● Goal of the exercise
Please repeat, unchanged, the stretch of rows from the one containing "TARGET = flowering shrub" through the final row, and nothing else.

● Data shown
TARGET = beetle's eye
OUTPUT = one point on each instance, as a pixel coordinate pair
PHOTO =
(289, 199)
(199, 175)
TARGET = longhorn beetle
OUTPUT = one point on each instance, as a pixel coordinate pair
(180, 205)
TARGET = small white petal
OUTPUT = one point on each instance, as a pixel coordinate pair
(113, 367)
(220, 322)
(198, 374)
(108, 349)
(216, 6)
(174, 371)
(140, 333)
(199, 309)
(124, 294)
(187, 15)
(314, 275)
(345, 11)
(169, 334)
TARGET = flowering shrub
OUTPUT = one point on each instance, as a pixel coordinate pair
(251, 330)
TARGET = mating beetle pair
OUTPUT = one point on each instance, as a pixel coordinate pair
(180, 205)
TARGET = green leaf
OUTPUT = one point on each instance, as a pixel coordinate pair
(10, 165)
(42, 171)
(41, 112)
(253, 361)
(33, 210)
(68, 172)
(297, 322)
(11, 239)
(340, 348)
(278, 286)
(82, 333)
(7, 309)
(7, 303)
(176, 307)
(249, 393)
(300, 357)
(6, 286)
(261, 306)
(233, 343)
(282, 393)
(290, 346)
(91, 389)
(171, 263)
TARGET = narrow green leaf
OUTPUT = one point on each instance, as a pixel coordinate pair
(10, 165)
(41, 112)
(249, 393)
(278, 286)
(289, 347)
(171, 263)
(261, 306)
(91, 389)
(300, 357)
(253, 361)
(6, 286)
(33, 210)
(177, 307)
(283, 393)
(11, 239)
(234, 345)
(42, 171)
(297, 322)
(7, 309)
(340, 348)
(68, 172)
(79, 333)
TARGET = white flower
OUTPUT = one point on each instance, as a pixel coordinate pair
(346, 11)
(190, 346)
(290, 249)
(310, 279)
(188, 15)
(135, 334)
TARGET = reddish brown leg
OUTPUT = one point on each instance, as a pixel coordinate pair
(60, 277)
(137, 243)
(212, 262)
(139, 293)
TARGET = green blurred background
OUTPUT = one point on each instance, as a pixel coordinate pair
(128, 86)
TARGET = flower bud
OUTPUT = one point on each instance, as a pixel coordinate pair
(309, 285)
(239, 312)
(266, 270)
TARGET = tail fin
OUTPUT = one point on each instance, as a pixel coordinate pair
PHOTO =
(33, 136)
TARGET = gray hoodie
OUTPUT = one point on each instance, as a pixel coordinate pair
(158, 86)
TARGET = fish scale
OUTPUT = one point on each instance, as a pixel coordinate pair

● Response
TARGET = flowering shrub
OUTPUT = one point on each instance, as a pixel coordinate pair
(251, 330)
TARGET = mating beetle pair
OUTPUT = one point on each instance, as a pixel coordinate pair
(180, 205)
TARGET = green leaf
OUTPUT = one point on each instance, as a pixel coordinate pair
(10, 165)
(42, 171)
(41, 112)
(253, 361)
(33, 210)
(68, 172)
(297, 322)
(11, 239)
(340, 348)
(278, 286)
(82, 333)
(7, 309)
(7, 303)
(176, 307)
(249, 393)
(300, 357)
(6, 286)
(261, 306)
(233, 343)
(282, 393)
(290, 346)
(91, 389)
(171, 263)
TARGET = narrow green leaf
OUTPUT = one point on each instance, as a pixel coordinate pair
(10, 165)
(41, 112)
(249, 393)
(278, 286)
(289, 347)
(171, 263)
(261, 306)
(91, 389)
(300, 357)
(253, 361)
(6, 286)
(33, 210)
(177, 307)
(283, 393)
(11, 239)
(234, 345)
(42, 171)
(297, 322)
(7, 309)
(340, 348)
(68, 172)
(79, 333)
TARGET = white flower
OUTPUT = one point on each instance, as a pixel coordinate pair
(346, 11)
(190, 346)
(290, 249)
(310, 279)
(188, 15)
(135, 334)
TARGET = reddish brown leg
OUTPUT = one point on each instance, as a pixel coordinate pair
(60, 277)
(137, 243)
(212, 262)
(139, 293)
TARGET = green blurred background
OUTPUT = one point on each instance, as a pixel coordinate pair
(128, 86)
TARGET = flower bud
OUTPUT = one point on each instance, as a pixel coordinate pair
(309, 285)
(239, 312)
(266, 270)
TARGET = tail fin
OUTPUT = one point on each instance, as a pixel coordinate pair
PHOTO =
(33, 136)
TARGET = gray hoodie
OUTPUT = one point on each instance, as a pixel coordinate pair
(158, 86)
TARGET = fish scale
OUTPUT = one point on each instance, as a pixel coordinate pair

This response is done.